— Start INPUT DATA —

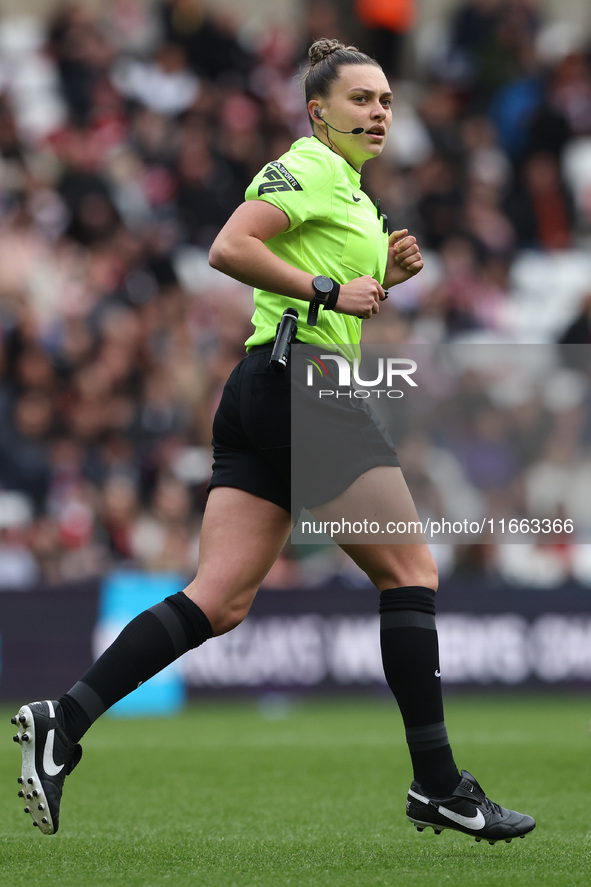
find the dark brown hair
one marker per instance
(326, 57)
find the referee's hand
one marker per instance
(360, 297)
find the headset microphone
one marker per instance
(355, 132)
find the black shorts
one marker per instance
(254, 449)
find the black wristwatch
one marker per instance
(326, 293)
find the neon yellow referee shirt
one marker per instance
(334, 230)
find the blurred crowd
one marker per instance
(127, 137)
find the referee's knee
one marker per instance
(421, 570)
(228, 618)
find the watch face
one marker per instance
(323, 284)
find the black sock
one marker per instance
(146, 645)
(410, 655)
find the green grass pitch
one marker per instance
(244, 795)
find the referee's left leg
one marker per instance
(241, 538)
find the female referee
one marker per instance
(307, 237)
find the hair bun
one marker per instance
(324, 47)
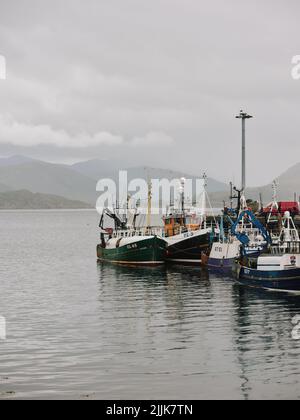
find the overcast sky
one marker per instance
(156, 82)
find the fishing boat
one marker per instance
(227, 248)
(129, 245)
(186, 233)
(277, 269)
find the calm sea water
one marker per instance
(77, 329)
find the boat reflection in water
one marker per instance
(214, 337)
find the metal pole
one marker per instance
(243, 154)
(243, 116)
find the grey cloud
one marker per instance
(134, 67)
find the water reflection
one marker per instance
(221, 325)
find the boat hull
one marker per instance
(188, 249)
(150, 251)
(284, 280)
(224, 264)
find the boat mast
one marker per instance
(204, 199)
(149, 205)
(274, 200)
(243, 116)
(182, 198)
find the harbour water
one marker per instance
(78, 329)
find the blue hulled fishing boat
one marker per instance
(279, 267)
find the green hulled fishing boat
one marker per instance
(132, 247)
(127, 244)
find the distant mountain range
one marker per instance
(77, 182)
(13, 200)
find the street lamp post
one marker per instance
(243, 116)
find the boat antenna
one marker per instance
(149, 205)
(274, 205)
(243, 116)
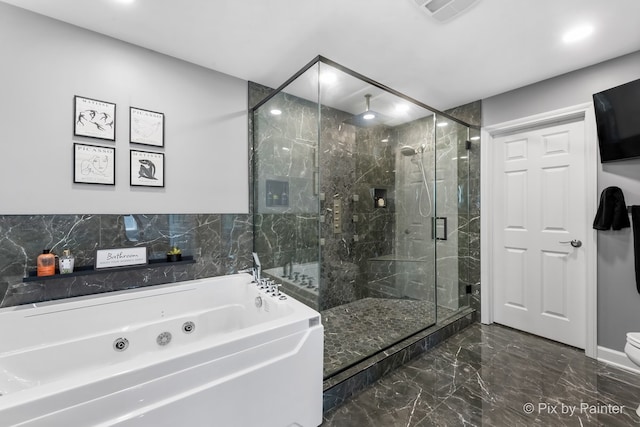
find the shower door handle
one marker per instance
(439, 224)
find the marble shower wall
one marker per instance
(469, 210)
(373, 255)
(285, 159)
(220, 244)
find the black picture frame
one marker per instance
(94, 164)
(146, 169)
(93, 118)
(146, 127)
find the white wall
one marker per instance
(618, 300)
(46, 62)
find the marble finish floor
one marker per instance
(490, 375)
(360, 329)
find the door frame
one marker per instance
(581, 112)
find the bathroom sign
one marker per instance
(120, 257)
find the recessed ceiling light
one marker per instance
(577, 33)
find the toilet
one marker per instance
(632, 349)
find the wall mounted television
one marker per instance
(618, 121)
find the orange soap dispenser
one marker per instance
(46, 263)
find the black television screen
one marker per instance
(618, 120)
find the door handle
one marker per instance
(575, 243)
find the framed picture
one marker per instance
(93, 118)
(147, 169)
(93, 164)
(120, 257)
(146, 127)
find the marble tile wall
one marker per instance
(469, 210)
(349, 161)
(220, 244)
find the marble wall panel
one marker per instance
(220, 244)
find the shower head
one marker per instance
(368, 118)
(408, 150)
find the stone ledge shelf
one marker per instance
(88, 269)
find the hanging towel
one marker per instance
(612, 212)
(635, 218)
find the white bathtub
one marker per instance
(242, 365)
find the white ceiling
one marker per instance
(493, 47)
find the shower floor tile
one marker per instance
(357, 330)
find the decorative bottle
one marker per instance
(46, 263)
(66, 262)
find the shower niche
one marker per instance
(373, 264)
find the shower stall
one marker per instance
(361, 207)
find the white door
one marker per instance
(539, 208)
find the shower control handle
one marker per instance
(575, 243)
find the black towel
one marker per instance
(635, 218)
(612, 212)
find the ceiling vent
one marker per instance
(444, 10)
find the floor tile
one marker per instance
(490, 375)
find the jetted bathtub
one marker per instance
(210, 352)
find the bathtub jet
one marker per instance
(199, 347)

— End INPUT DATA —

= EXERCISE =
Format all of the records as a two-column CSV with columns named label_text and markers, one row per entry. Put each entry's text and its answer in a single quoted field apiece, replace line breaks with spaces, and leave the pictures out.

= ANSWER =
label_text,markers
"find the dark brown hair one marker per instance","(326, 57)"
"find the referee's hand one marker per instance","(360, 297)"
"find the headset microphone one marker per instance","(355, 132)"
"find the black shorts one marker per instance","(254, 449)"
"find the black wristwatch one marker per instance","(326, 293)"
"find the neon yellow referee shirt one marker per instance","(334, 230)"
"find the blurred crowd one marker per instance","(127, 137)"
"find the referee's knee one marker per instance","(421, 570) (228, 618)"
"find the watch face one marker per instance","(323, 284)"
"find the black sock one marker per instance","(146, 645) (410, 655)"
"find the green grass pitch one marker per instance","(244, 795)"
"find the referee's left leg one marker per instance","(241, 538)"
"find the female referee one marker per instance","(307, 237)"
"find the hair bun one marker per instance","(324, 47)"
"find the overcast sky one marker per instance","(156, 82)"
"find the fishing boat one marker per instance","(227, 248) (129, 245) (186, 233) (277, 269)"
"find the calm sea water one marker per instance","(77, 329)"
"find the boat reflection in water one marker per instance","(214, 337)"
"find the metal pole one marker per instance","(243, 154) (243, 116)"
"find the grey cloud one marker per instance","(134, 67)"
"find the water reflection one marker per instance","(221, 325)"
"find the boat hull one marker per instance","(188, 249) (150, 251) (284, 280) (224, 264)"
"find the boat mast one marker per instance","(204, 199) (149, 205) (274, 200) (243, 116) (182, 198)"
"find the harbour water one marker per instance","(78, 329)"
"find the blue hulled fishing boat one marker per instance","(279, 267)"
"find the green hulled fishing boat one marker per instance","(132, 247) (127, 244)"
"find the distant mountain range one marker per instance","(77, 182) (13, 200)"
"find the street lamp post one marker per instance","(243, 116)"
"find the boat antenna one marker per instance","(149, 205) (274, 205) (243, 116)"
"find the shower door handle one marker per instance","(439, 224)"
"find the marble shower wall one marker per instance","(469, 210) (373, 255) (285, 159) (220, 244)"
"find the black picture frame one marker per instance","(94, 164) (146, 169) (93, 118) (146, 127)"
"find the white wall one marker per instance","(618, 300) (46, 62)"
"find the marble finish floor one marker per instance","(490, 375) (360, 329)"
"find the door frame one marker per instance","(581, 112)"
"find the bathroom sign one marker per instance","(120, 257)"
"find the recessed ceiling light one marker per instance","(577, 33)"
"find the toilet one marker per instance","(632, 349)"
"find the wall mounted television one marker per instance","(618, 121)"
"find the orange soap dispenser one marker per instance","(46, 263)"
"find the black television screen one marker per instance","(618, 120)"
"find the door handle one marker per instance","(575, 243)"
"find the framed picture one marker per instance","(93, 118) (147, 169) (93, 164) (120, 257) (146, 127)"
"find the marble tile wall one marker per instance","(469, 210) (349, 161) (220, 244)"
"find the marble wall panel one marker per instance","(220, 244)"
"find the shower head one marker per instance","(368, 118) (408, 150)"
"find the stone ledge shelf one marker per instance","(88, 269)"
"find the hanging towel one marker per instance","(612, 212) (635, 218)"
"find the white bathtub one marker per instance","(242, 365)"
"find the white ceiling one marker per instance","(493, 47)"
"find the shower floor tile one marker per instance","(357, 330)"
"find the decorative bottle one marker per instance","(46, 263) (66, 262)"
"find the shower niche one marker per instance","(373, 264)"
"find the shower stall one marker per instance","(361, 207)"
"find the white door one marker per instance","(539, 208)"
"find the shower control handle one marker per instance","(575, 243)"
"find the black towel one marker per instance","(635, 218) (612, 212)"
"find the ceiling vent one marker per instance","(444, 10)"
"find the floor tile one marker per instance","(490, 375)"
"find the jetted bathtub one marker per instance","(210, 352)"
"find the bathtub jet one marker per instance","(199, 347)"